WHAT TO PRODUCE: Pull each line holding "wooden" out of the entries below.

DATA SUPPLIED:
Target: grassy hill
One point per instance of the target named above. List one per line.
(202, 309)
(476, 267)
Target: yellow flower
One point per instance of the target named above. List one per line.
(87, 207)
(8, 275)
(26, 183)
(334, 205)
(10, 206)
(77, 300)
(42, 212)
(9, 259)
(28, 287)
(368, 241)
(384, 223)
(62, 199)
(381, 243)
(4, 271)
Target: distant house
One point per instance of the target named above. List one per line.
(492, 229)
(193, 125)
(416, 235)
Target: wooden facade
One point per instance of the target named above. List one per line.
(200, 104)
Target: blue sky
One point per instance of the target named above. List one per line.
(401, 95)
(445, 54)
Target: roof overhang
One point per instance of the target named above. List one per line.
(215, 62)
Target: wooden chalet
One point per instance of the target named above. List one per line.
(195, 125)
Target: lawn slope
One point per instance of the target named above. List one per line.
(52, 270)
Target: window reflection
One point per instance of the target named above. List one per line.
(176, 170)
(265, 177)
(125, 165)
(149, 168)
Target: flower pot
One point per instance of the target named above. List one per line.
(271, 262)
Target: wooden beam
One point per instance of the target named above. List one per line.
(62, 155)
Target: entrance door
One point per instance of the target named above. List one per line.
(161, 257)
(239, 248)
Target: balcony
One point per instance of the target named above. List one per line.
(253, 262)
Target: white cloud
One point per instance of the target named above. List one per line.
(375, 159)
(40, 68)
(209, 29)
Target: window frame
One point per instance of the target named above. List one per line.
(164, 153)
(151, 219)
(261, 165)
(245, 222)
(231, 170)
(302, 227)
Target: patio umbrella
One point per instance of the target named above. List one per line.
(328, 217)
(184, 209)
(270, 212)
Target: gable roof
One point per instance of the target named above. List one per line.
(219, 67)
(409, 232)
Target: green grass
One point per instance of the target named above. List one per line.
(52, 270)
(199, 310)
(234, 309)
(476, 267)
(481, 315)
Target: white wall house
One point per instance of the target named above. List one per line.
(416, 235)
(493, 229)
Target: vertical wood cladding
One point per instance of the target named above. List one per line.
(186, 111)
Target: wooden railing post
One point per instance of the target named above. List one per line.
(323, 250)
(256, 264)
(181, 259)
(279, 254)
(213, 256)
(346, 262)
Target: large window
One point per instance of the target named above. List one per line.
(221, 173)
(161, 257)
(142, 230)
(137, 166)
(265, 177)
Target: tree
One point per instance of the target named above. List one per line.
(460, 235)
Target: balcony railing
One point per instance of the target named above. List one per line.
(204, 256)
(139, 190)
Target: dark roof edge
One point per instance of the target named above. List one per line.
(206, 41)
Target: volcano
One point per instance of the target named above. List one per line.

SOLUTION TO THIS TASK:
Target: wooden facade
Target: wooden chalet
Target: wooden beam
Target: wooden railing post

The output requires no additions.